Stated task: Please render all the lines below as a Markdown table with two columns, "No." for the row number and "Text" for the line, skipping blank lines and leaving the pictures out.

## start Available records

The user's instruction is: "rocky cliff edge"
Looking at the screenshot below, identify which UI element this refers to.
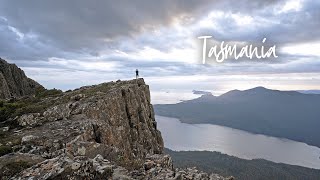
[0,79,230,179]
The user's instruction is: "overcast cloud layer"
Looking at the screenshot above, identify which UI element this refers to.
[0,0,320,103]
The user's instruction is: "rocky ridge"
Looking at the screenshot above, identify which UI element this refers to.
[0,58,43,99]
[0,76,231,179]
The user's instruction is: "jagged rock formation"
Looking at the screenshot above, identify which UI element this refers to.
[0,58,43,99]
[0,79,231,179]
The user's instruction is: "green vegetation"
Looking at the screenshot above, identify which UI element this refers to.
[0,88,63,126]
[165,149,320,180]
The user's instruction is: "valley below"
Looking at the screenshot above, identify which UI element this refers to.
[156,115,320,169]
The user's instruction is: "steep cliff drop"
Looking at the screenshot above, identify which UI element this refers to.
[0,60,230,179]
[0,58,43,99]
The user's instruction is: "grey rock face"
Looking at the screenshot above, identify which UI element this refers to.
[0,79,230,180]
[0,58,42,99]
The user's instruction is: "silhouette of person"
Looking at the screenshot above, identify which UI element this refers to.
[136,69,139,79]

## end Available records

Full solution:
| No. | Text |
|---|---|
| 1 | The user's instruction is: "rocky cliff edge" |
| 2 | Looking at the screenshot below, identify which UI element this refers to. |
| 3 | [0,79,230,179] |
| 4 | The user's instruction is: "overcast cloud layer" |
| 5 | Looking at the screenshot above, identify which UI element this refers to. |
| 6 | [0,0,320,103] |
| 7 | The user's instruction is: "rocky ridge" |
| 8 | Looking at the screenshot above, identify which UI element this refers to. |
| 9 | [0,58,43,99] |
| 10 | [0,76,231,179] |
| 11 | The user's instruction is: "jagged rock formation" |
| 12 | Looking at the screenshot above, identify which UI element this refers to. |
| 13 | [0,58,43,99] |
| 14 | [0,79,231,179] |
| 15 | The user's instruction is: "green vegetation" |
| 16 | Looking at the screenshot above, identify which UI element this refers to. |
| 17 | [0,88,63,126] |
| 18 | [165,149,320,180] |
| 19 | The user's instruction is: "valley below" |
| 20 | Looking at the screenshot above, identify which UI element this refers to. |
| 21 | [156,115,320,169] |
| 22 | The user's instruction is: "steep cliff drop" |
| 23 | Looking at the screenshot above, identify which UI element this refers to. |
| 24 | [0,60,230,179] |
| 25 | [0,58,43,99] |
| 26 | The user's instruction is: "grey rock face" |
| 27 | Looking at the screenshot above, identify which UI element this refers to. |
| 28 | [0,79,230,180] |
| 29 | [0,58,42,99] |
| 30 | The user's instruction is: "silhouette of person" |
| 31 | Looking at the screenshot above, identify which UI element this refers to. |
| 32 | [136,69,139,79] |